* Requirements *
Carry on the piece about mobile carrier network extenders below, picking up right after its final sentence.
··· Source
Recommendation: Purchase the newer Alcatel-Lucent 9962 model, which also supports 3G in addition to LTE.
Verizon sells only one consumer-grade device: the Samsung SCS-2U01. The device broadcasts 2G CDMA voice signal and 3G EVDO data signal, but no LTE signal, meaning that it won’t provide “HD Voice” coverage. Verizon claims that the device will cover up to 5,000 square feet, though in reality you should plan to cover no more than 2,500 square feet with the device.
The device supports up to 6 simultaneous voice calls, up to 4 simultaneous data sessions, and a maximum of 6 combined voice and data sessions.
Similar to the AT&T unit, the Verizon Network Extender will hand-off to the macro cell network, but will not hand-off from the macro cell network. So if you walk into a building with a Verizon Network Extender installed, your call will be dropped.
······
··· Data records
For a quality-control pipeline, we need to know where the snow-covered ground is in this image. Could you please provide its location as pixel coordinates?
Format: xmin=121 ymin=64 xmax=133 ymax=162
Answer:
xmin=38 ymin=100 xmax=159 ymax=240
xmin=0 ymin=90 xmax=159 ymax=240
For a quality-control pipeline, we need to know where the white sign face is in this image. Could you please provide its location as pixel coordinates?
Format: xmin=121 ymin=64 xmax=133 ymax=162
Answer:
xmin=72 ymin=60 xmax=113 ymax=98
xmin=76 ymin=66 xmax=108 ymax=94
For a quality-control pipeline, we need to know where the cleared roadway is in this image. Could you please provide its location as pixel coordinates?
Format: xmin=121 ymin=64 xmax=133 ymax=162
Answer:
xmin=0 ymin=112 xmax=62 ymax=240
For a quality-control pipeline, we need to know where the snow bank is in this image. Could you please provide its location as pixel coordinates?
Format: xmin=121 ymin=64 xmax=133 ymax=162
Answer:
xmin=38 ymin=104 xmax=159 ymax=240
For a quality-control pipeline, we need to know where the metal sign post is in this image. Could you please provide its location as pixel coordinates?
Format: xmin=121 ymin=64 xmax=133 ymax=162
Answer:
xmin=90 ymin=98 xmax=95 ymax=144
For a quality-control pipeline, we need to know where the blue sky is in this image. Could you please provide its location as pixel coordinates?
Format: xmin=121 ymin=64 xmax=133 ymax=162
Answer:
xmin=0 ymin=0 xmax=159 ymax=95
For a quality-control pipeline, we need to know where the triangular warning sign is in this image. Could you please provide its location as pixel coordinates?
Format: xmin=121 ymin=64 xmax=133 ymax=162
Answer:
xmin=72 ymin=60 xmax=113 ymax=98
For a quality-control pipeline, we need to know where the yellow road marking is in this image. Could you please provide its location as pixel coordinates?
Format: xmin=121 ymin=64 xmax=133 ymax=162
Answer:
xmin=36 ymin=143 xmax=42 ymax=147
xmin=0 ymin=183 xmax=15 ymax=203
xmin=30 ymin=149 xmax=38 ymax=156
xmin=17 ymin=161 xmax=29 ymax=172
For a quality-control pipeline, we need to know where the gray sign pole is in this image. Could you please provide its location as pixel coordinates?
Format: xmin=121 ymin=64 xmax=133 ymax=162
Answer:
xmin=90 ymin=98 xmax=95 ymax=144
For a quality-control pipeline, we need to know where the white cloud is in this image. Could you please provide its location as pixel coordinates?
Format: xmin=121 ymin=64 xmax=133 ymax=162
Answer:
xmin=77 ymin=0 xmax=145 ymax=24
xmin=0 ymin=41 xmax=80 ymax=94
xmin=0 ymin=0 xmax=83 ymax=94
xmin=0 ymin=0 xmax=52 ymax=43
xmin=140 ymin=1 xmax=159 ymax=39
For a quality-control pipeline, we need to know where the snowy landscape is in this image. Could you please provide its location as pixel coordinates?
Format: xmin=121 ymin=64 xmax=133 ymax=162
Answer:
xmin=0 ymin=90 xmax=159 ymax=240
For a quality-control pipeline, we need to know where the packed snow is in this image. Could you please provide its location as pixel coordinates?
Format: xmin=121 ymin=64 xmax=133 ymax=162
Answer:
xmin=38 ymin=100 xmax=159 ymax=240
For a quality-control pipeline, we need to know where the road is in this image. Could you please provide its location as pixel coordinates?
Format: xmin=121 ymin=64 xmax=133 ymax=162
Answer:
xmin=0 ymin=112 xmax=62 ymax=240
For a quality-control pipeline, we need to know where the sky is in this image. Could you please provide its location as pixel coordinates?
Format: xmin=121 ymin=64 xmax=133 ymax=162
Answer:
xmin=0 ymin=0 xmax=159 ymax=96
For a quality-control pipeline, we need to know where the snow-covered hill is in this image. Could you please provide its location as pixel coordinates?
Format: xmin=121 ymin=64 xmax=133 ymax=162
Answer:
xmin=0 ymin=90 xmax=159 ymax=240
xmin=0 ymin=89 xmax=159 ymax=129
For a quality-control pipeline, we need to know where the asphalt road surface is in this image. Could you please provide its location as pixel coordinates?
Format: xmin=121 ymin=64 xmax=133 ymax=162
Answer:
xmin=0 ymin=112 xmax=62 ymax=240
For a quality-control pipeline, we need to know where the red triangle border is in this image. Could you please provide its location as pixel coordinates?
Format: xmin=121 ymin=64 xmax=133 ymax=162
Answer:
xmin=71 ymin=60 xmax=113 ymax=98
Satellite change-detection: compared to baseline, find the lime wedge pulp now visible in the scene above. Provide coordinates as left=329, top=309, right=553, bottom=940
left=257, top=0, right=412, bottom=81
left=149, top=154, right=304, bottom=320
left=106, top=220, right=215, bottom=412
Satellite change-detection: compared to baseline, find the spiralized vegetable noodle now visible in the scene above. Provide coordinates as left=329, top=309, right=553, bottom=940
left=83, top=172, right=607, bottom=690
······
* Response to this task *
Recommendation: A great unit as long as you are happy with non-LTE signal and don’t mind dropped calls walking into your home or office. If you need LTE data or HD Voice, consider the 4G LTE version below instead.
The “Network Extender for Business” is a slightly upgraded version of their SCS-2U01 picocell. The unit will cover up to 7,500 square feet (compared to 5,000 square feet for the consumer device), and up to 6 simultaneous voice calls, 8 simultaneous data sessions, and up to 7 combined voice and data sessions.
The big advantage of the business version is that up to 5 units can be linked together to form a single cell covering up to 37,500 square feet and up to 35 combined voice and data sessions. However, there is no support for LTE or HD Voice.
Recommendation: A great solution as long as you are happy with non-LTE signal and don’t mind dropped calls walking into your office. If you need LTE data or HD Voice, consider a Verizon signal booster or the larger Enterprise LTE Network Extender (below) instead.
The new “4G LTE Network Extender" SLS-BU103 is an updated version of Verizon's SCS-2U01 picocell that supports only 4G LTE service. That means that anyone who has an older phone that doesn't support "HD Voice" won't be able to connect to the device. The SLS-BU103 covers up to 7,500 square feet and up to 7 simultaneous voice calls.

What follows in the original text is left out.